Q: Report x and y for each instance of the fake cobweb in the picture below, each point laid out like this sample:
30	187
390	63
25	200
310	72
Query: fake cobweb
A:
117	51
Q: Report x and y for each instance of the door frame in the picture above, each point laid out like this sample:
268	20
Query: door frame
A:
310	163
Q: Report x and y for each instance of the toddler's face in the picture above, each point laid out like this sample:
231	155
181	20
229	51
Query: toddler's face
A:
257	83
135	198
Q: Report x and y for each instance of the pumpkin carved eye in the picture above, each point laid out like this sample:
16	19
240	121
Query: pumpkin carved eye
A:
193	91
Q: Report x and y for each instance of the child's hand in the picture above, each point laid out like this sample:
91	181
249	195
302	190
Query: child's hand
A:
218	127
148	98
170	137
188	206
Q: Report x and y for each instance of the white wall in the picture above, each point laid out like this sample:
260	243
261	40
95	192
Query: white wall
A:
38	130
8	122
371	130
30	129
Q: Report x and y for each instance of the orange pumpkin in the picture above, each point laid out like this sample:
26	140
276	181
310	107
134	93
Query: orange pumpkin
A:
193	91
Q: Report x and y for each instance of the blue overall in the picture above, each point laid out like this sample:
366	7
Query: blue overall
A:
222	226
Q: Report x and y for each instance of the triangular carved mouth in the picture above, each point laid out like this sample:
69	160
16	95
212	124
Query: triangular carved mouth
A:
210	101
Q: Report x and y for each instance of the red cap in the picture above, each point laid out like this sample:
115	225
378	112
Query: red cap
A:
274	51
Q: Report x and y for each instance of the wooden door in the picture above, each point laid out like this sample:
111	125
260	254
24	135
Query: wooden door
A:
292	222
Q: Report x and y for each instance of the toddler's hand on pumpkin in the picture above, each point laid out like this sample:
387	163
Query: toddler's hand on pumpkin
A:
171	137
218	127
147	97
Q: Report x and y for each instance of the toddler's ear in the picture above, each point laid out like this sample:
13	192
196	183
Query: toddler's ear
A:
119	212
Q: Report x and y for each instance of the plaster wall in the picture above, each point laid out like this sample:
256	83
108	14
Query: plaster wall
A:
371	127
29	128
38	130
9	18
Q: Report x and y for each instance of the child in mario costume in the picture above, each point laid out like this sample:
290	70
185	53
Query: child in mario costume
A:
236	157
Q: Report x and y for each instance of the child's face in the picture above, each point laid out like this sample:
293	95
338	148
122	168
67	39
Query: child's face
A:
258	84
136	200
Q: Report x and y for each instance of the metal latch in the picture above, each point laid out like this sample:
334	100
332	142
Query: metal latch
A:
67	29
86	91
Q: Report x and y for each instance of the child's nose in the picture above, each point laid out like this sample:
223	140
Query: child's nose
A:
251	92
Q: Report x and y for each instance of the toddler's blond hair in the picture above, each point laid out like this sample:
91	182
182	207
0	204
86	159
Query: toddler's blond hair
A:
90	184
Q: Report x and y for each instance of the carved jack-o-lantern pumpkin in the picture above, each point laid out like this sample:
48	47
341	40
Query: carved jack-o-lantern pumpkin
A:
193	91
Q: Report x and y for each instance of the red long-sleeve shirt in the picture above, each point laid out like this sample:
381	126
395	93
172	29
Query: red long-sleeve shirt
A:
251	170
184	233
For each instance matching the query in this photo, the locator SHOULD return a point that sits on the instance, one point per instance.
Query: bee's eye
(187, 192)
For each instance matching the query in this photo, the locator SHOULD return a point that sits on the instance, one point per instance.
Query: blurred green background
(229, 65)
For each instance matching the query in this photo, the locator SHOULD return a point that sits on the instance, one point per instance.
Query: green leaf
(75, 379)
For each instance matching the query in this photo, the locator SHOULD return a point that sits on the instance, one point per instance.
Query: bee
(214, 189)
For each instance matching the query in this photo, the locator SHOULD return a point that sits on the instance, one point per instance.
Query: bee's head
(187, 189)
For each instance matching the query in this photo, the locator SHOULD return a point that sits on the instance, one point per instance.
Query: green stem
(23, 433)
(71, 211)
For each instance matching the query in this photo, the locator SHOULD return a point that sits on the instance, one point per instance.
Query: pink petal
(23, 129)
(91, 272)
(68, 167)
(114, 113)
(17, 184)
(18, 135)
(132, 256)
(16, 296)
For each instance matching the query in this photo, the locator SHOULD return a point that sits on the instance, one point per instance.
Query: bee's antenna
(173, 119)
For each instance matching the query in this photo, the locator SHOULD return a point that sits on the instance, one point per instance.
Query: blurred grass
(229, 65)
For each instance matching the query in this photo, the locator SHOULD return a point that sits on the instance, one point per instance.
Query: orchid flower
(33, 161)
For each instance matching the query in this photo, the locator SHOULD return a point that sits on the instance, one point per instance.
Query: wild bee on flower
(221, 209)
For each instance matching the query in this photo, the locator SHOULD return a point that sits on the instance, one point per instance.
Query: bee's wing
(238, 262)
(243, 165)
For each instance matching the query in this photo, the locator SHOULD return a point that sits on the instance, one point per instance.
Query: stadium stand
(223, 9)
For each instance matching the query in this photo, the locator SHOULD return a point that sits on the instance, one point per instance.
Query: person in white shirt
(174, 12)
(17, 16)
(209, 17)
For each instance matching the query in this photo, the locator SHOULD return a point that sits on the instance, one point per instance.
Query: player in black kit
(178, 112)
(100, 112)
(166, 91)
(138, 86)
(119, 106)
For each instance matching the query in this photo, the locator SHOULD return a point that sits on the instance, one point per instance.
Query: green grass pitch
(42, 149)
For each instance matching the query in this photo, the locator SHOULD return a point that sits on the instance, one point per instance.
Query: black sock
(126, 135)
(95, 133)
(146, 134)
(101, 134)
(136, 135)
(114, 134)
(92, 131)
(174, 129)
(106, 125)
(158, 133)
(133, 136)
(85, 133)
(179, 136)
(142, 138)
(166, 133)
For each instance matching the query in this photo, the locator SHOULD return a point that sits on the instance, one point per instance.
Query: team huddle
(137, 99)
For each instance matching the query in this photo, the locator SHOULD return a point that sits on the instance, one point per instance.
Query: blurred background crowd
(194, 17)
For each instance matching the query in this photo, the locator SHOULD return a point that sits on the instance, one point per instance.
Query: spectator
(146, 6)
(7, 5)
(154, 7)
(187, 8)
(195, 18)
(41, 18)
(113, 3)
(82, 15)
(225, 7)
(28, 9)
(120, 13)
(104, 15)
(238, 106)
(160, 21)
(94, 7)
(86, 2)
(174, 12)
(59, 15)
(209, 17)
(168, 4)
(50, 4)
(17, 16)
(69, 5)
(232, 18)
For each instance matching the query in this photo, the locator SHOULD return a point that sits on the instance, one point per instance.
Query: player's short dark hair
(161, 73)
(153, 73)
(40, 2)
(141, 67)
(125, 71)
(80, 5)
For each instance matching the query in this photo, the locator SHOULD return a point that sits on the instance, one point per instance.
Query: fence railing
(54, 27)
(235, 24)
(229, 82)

#####

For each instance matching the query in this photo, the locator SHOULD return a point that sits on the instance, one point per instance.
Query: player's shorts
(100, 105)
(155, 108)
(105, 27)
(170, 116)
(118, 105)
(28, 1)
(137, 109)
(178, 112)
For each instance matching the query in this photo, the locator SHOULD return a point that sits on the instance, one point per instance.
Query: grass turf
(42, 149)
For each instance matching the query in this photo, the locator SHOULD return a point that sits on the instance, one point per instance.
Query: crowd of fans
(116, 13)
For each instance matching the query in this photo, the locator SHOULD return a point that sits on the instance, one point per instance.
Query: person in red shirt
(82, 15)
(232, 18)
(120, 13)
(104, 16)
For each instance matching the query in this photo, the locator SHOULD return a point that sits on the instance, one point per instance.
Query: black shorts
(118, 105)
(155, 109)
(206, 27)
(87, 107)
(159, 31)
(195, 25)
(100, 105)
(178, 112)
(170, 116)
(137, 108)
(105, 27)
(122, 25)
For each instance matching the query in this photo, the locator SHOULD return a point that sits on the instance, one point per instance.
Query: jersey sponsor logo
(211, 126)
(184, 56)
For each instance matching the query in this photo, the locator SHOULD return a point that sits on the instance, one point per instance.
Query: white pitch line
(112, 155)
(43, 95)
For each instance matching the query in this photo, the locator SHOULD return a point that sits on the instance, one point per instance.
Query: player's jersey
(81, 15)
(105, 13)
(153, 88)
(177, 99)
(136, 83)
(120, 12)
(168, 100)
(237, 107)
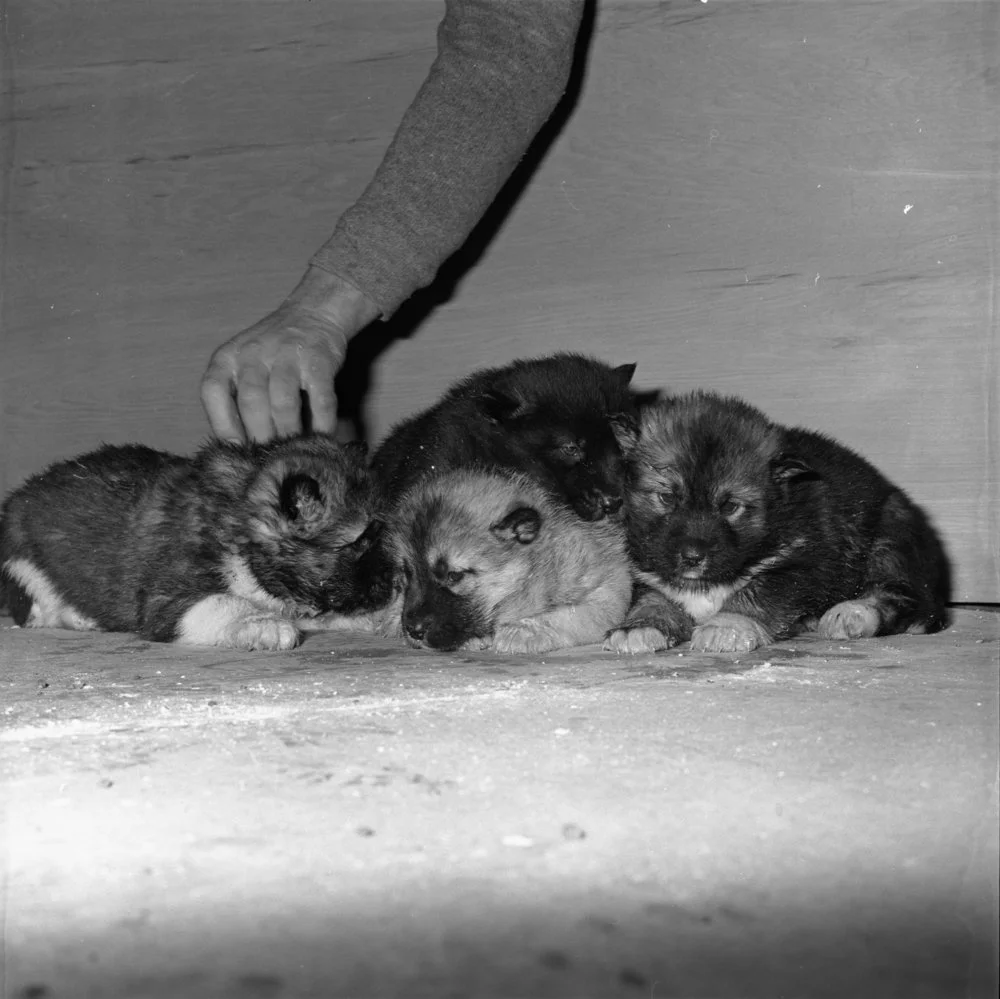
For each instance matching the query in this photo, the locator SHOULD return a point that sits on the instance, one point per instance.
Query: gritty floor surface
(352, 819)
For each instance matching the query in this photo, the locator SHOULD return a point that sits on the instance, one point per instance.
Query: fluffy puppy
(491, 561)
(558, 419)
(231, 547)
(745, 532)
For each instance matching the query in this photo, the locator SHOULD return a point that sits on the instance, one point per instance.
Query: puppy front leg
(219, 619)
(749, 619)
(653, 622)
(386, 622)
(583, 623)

#####

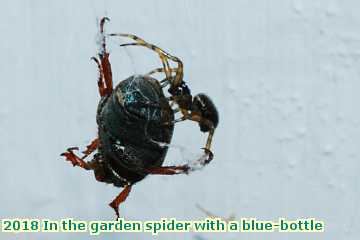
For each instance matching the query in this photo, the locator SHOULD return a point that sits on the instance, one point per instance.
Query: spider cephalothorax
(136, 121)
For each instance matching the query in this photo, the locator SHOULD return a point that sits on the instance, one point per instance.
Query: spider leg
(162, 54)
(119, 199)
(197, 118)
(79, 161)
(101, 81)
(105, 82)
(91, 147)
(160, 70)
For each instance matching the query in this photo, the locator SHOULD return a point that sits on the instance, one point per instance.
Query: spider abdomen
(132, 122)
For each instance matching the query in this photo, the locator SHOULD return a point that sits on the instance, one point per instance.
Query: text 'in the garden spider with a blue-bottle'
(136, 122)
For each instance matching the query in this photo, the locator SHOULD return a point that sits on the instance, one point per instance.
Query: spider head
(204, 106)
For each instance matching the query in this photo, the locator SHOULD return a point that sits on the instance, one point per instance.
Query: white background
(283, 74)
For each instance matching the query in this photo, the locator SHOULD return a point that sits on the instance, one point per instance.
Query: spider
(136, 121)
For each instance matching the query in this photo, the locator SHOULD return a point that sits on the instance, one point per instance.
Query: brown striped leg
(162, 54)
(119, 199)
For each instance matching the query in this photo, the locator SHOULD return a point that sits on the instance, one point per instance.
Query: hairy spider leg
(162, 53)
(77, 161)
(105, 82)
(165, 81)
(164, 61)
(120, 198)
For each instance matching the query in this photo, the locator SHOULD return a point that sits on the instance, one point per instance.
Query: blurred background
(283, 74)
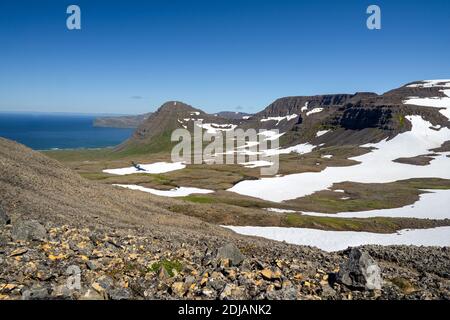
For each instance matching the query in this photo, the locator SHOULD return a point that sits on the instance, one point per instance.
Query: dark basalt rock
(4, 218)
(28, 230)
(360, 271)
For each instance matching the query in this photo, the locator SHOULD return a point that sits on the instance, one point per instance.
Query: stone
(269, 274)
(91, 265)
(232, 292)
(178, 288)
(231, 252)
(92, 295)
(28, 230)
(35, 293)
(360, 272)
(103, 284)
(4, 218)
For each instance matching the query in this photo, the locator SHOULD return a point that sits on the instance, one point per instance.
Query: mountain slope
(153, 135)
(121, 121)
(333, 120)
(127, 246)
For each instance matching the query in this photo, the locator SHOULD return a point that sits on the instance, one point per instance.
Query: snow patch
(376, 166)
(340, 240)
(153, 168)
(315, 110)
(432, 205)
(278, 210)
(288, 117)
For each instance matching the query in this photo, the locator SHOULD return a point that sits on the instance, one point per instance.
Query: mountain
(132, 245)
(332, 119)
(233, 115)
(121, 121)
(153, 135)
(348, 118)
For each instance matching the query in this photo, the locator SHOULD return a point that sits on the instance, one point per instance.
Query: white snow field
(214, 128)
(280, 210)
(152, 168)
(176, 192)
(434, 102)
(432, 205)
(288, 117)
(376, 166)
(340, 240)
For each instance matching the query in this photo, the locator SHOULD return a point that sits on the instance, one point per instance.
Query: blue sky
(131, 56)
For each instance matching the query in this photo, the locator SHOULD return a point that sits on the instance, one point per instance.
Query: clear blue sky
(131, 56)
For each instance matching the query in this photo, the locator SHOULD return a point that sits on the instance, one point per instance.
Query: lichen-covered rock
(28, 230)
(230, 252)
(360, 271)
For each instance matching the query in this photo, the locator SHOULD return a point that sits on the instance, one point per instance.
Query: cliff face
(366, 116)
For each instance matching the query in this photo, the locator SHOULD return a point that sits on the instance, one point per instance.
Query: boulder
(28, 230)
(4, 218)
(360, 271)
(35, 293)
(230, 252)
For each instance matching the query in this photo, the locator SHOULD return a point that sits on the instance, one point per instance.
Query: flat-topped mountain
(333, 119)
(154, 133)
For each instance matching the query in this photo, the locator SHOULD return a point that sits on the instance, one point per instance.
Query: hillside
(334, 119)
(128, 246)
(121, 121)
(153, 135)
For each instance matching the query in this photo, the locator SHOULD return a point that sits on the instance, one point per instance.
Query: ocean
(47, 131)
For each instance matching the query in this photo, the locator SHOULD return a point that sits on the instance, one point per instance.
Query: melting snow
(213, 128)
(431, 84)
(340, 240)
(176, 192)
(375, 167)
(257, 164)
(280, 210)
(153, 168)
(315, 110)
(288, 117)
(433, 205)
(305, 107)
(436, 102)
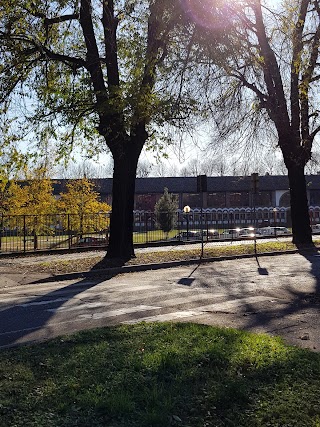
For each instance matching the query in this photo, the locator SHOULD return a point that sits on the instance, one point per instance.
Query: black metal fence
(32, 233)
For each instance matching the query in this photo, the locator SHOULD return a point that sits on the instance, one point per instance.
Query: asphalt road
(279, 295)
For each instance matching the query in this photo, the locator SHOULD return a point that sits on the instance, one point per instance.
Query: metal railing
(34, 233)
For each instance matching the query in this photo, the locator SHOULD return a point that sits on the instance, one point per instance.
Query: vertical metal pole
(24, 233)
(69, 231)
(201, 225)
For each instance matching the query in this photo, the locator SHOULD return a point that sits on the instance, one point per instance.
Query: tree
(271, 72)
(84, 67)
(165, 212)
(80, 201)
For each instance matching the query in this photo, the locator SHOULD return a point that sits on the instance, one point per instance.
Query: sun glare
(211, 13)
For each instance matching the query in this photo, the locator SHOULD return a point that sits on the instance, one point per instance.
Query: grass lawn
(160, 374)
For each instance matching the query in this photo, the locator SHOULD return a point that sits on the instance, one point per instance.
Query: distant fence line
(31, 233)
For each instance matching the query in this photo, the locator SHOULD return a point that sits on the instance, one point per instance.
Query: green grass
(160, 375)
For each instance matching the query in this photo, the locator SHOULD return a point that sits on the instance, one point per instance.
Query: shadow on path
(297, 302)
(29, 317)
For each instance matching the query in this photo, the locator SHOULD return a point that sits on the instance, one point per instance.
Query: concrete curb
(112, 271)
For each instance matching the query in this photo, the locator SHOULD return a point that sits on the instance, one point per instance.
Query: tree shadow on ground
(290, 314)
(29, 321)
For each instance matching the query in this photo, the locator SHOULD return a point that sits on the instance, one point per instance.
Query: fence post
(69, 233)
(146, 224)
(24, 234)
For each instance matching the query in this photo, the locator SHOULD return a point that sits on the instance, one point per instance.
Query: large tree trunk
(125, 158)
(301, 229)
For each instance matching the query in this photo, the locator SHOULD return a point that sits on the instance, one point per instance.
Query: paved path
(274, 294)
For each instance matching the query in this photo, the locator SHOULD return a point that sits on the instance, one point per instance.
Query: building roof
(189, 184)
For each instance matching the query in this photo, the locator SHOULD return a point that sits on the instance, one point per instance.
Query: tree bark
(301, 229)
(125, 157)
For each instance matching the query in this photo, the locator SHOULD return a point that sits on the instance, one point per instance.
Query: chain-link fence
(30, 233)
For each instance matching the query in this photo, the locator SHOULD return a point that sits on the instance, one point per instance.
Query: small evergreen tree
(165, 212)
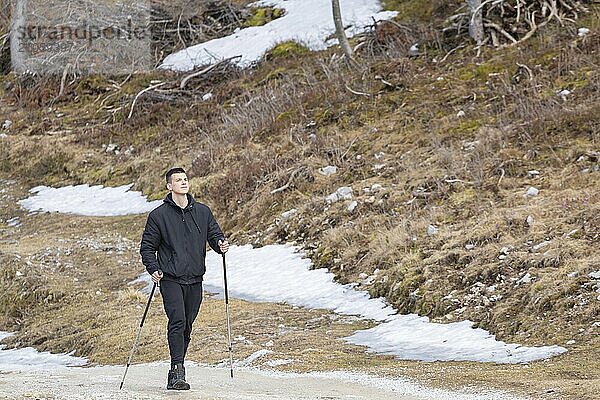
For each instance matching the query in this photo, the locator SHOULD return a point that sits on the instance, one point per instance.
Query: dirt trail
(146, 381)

#####

● **Exercise description**: Those lines of the records that contain the string "fake" should be identified and copied.

● **Answer to this exercise**:
Q: Report x and y for each instance of the fake cobweb in the picture below, each point laid out like this sample:
Query: fake cobweb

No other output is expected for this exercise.